### QUOTED PASSAGE ###
Selective Memoization and Goal-weakening

In the head-corner parser it turns out that the `parse/5` predicate
is a very good candidate for memoization. The other predicates are
not. This implies that each *maximal projection* is computed only
once; partial projections of a head can be constructed during a parse
any number of times, as can sequences of categories (considered as
sisters to a head). Active chart parsers `memo' everything (including
sequences of categories); inactive
chart parsers only memo categories, but not sequences of
categories. In our proposal, we memo only those categories that are
`maximal projections', i.e. projections of a head which unify with the
top category (start symbol) or with a non-head daughter of a rule.

The implementation of memoization uses Prolog's
internal database to store the tables. The advantage of this technique
is that we use Prolog's first argument indexing for such
tables. Moreover, during the consultation of the table we need not
worry about modifications to it (in contrast to an approach
in which the table would be maintained as the value of a Prolog
variable). On the other hand, the use of the internal database brings
about a certain overhead. Therefore, it may be worthwhile to
experiment with a meta-interpreter along the lines of the XOLDT system
[32] in which the table is maintained dynamically.

Memoization is implemented by two different tables. The first table
encodes which goals have already been searched. Items in the first table
are called *goal items*. The second table
represents all solved (i.e. instantiated) goals. Items in this second
table are called *result items*. One may be tempted
to use only the second table. But in that case we would not be able to
tell the difference between a goal which has already been searched,
but did not result in a solution (`fail-goal') and a goal which has
not been searched at all. If we have two tables then we can also
immediately stop working on branches in the search space for which it
has already been shown that there is no solution. The distinction
between these two kinds of item is inherited from BUP [11]. The
memoized version of the parse predicate can be defined as
in (3.1).
###
• INSTRUCTIONS
(A) Answer these from the memoization passage:
(i) Which predicate in the head-corner parser is a very good candidate for memoization?
(ii) What does the implementation of memoization use to store the tables?
(iii) What are the items in the second table called?
(B) Repeat part of the memoization passage word for word, starting at "Selective Memoization and" and ending after "daughter of a rule.".
(C) Write what comes next in the memoization passage, picking up after its final sentence.
The listing further down is separate material and is not connected to the memoization passage.
### INFORMATION PROVIDED ###
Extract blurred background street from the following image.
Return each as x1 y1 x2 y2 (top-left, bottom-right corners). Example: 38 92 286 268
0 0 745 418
###
• RESPONSES BY TASK
(A)
(i) The `parse/5` predicate.
(ii) Prolog's internal database.
(iii) Result items.

(B)
Selective Memoization and Goal-weakening

In the head-corner parser it turns out that the `parse/5` predicate
is a very good candidate for memoization. The other predicates are
not. This implies that each *maximal projection* is computed only
once; partial projections of a head can be constructed during a parse
any number of times, as can sequences of categories (considered as
sisters to a head). Active chart parsers `memo' everything (including
sequences of categories); inactive
chart parsers only memo categories, but not sequences of
categories. In our proposal, we memo only those categories that are
`maximal projections', i.e. projections of a head which unify with the
top category (start symbol) or with a non-head daughter of a rule.

(C)
The first table is represented by the predicate `'GOAL_ITEM'`.
This predicate simply consists of a number of unit-clauses indicating
all goals that have been searched completely. Thus, before we try to
attempt to solve `Goal` we first check whether a goal item for
that goal already exists. Given the fact that `Goal` may contain
variables we should be a bit careful here. Unification is clearly not
appropriate here since that may result in a situation in which a more
general goal is not searched because a more specific variant of that
goal had been solved. We want exactly the opposite: if a more general
version of `Goal` is included in the goal table,
then we can continue to look for a solution in the result table.
It is useful to consider the fact that if we had previously
solved e.g. the goal `parse(s,3,X,3,12)`, then if we later
encounter the goal `parse(s,3,Y,3,10)`, we can also use the second
table immediately: the way in which the extreme positions are used
ensures that the former is more general than the latter. The
predicates for the maintenance of the goal table are defined in (3.1).

The second table is represented by the predicate `'RESULT_ITEM'`.
It is defined by unit-clauses which each represent an instantiated
goal (i.e. a solution). Each time a result is found, it is checked
whether that result is already available in the table. If so, the
newer result is ignored. If no (more general version of) the result
existed, then the result is added to the table. Moreover, more
specific results which may have been put on the table previously are
marked. These results need not be used anymore. ^{4} This is not
strictly necessary but is often useful because it decreases the size
of the tables; in this approach tables are redundancy-free and hence
minimal. Moreover, such more specific results cannot be used anymore
and no work will be done based on those results. Note that
RESULT_ITEMs do not keep track of the extreme positions. This implies
that in order to see whether a RESULT_ITEM is applicable we check
whether the interval covered by the RESULT_ITEM lies within the
extreme positions of the current goal. The predicates dealing with
the result table are defined in (3.1).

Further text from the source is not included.